→ SUPPLIED PASSAGE
____

31 Days of Horror: Day 10-- Booklist Guest Post by Bill Ott

Today's Booklister guest post is by Bill Ott:
Editor & Publisher, has been at for 30 years. In addition to his various management duties, he continues to edit the crime fiction section of the magazine and delights in discovering new hard-boiled writers, particularly those who set their stories in Europe and Asia (where is more than mere window dressing). To get away from books, he attempts to play golf.
My Kind of Scary
By Bill Ott

Let’s get a couple of things straight: I’m no Dan Kraus. The really scary stuff in true horror fiction is too much for me. Reading Dan’s marvelous horror novels, Rotters and Scowler, I’m amazed at his talent but so creeped out that I have to skip whole chunks of the story. Sorry. Just can’t do it. When I attended Dan’s reading of Rotters at a bookstore appropriately called “Buckets of Blood,” I was proud of myself for remaining upright (unlike one of my colleagues, who was reduced to swaying back and forth on her haunches—there were no chairs in the room—as Dan gleefully read about rats scampering about in open graves). It started early for me. In grade school at Saturday matinees, sitting in the balcony while my buddies threw popcorn at the creature from the black lagoon, I demurely—and subtly, so they wouldn’t notice—closed my eyes.

I’m not a complete wimp, however. I can take the kind of violence, even the occasional bucket of blood, which one encounters in thrillers and in hard-boiled and noir fiction. Philip Marlowe, after all, never had to deal with giant rodents. So when I think of my favorite scary books, I move out of the horror genre altogether. But that’s not to say Chelsea Cain is for the timid. Cain’s bewitching serial killer, Gretchen (“the Beauty Killer”) Lowell, with whom Portland, Oregon, cop Archie Sheridan has danced a perverse pas de deux through five gut-wrenching, incredibly intense novels, simply loves blood. That’s why she has such a fondness for removing spleens (sans anesthetic, of course). Archie, naturally, is spleenless at Gretchen’s hand (she took his spleen, then spared his life), but Archie is only one of several hapless souls (whose lives were not spared) who have felt the sting of Gretchen’s scalpel. And she’s not the only psycho in Portland who finds spleen removal oh-so titillating. In Evil atHeart, the third in the series, a spate of copycats attempts to emulate the Beauty Killer’s surgical brio (their technique, alas, is sadly lacking). But give the copycats credit: one of them is equal at least to Gretchen’s flair for grotesque homicide. Male readers, in particular, don’t want to know by what body part one undeserving victim was suspended (well, I guess parts would be more anatomically correct).

____

→ PROBLEMS TO SOLVE
- 1) Answer these questions from the guest post on scary books, each on its own line:
(a) What was the name of the bookstore where Dan Kraus read from Rotters?
(b) In which city does the cop Archie Sheridan work?
(c) What does Bill Ott do to get away from books?
- 2) Output the guest post on scary books from "31 Days of Horror: Day" to "to play golf.", word for word.
- 3) Go on with the guest post on scary books from the point where it stops.

→ MATERIAL PROVIDED
____

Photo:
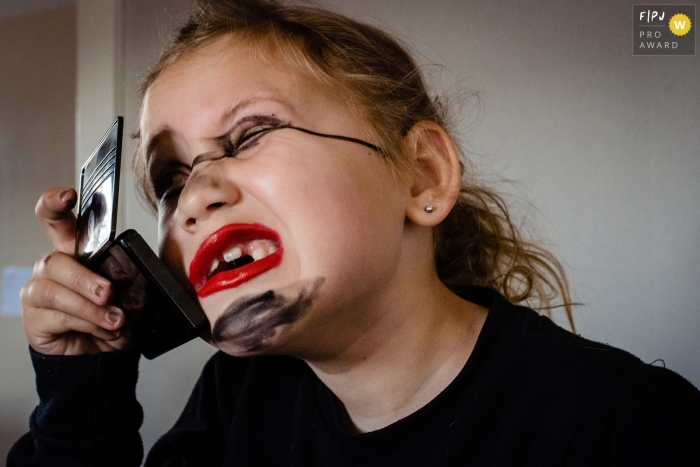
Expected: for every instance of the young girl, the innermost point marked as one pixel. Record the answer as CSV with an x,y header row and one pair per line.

____

→ THE RESPONSES
- 1)
(a) Buckets of Blood
(b) Portland, Oregon
(c) He attempts to play golf.

- 2)
31 Days of Horror: Day 10-- Booklist Guest Post by Bill Ott

Today's Booklister guest post is by Bill Ott:
Editor & Publisher, has been at for 30 years. In addition to his various management duties, he continues to edit the crime fiction section of the magazine and delights in discovering new hard-boiled writers, particularly those who set their stories in Europe and Asia (where is more than mere window dressing). To get away from books, he attempts to play golf.

- 3)
So I hope I’ve at least partially established my bona fides here. No, I can’t take chainsaw massacres (or ravenous rodents), but I’m down with spleen removal, private-part suspension, and a host of other decidedly unpleasant demises. I heartily recommend Chelsea Cain for anyone, like me, who can take violence, even grotesque violence, but needs the insulation of a character-driven, psychologically complex thriller. No, that last sentence is all wrong. It makes me sound like an NPR type who would never read a crime novel (“too formulaic”) but laps up Mystery! on PBS because it’s “literary.” That’s not me, I assure you. What I mean by “insulation” is that I need a little time to settle my stomach between spleens. Cain gives me that because, between the gory outbursts, she probes the delicate psychological underpinnings of her characters as deeply as Gretchen probes our squishy parts.

Ah, but that annoying Dan Kraus gives the lie to this fancy theory. His books are every bit as psychologically acute and character driven as Cain’s, but I’m still way more scared by Scowler than I am by any of the Cain novels, even Heartsick, the first in the series, in which poor Archie endures the majority of his bodily invasions. Why is that? Maybe because Cain is writing a kind of police procedural, which means she must devote numerous pages to investigatory detail. With Dan’s books, he’s under no such generic obligation, and you never know when the rats are coming next. And when they come, oh my God, you just know that Dan is back there cackling at your terror.

That’s the story. Read Chelsea Cain if you haven’t already; she’s among my favorite thriller writers. And, if you’re made of sterner stuff than I am, read Dan Kraus, too, without skipping any pages.